Excerpts from a pointing dataset
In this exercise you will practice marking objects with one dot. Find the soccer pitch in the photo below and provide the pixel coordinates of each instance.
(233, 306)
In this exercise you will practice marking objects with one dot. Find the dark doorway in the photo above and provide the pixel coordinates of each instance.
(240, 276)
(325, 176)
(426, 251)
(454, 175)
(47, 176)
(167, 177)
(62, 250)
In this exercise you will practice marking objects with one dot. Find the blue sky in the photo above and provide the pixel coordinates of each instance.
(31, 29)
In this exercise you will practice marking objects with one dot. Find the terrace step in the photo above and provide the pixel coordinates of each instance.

TO BE DONE :: Rewrite the data above in full, requests included, and add 15 to both the x and y coordinates of every answer point.

FINISHED TASK ::
In this exercise you will practice marking objects with one dot. Find the soccer pitch in the photo below and provide the pixel coordinates of each instance.
(248, 321)
In this exercise you will practice marking objects with one dot. Find the dark doorway in the photo above and provide the pixel coordinates of each instance.
(255, 291)
(340, 191)
(441, 266)
(469, 190)
(62, 191)
(182, 192)
(77, 265)
In this exercise you will practice marking objects with one dot. Find the blue sky in the photo above and provide the pixel coordinates of each instance.
(46, 44)
In this exercise you will practice marking objects with one dot. Find the terrace step in the photo above and provide the pixel coordinates of each instance.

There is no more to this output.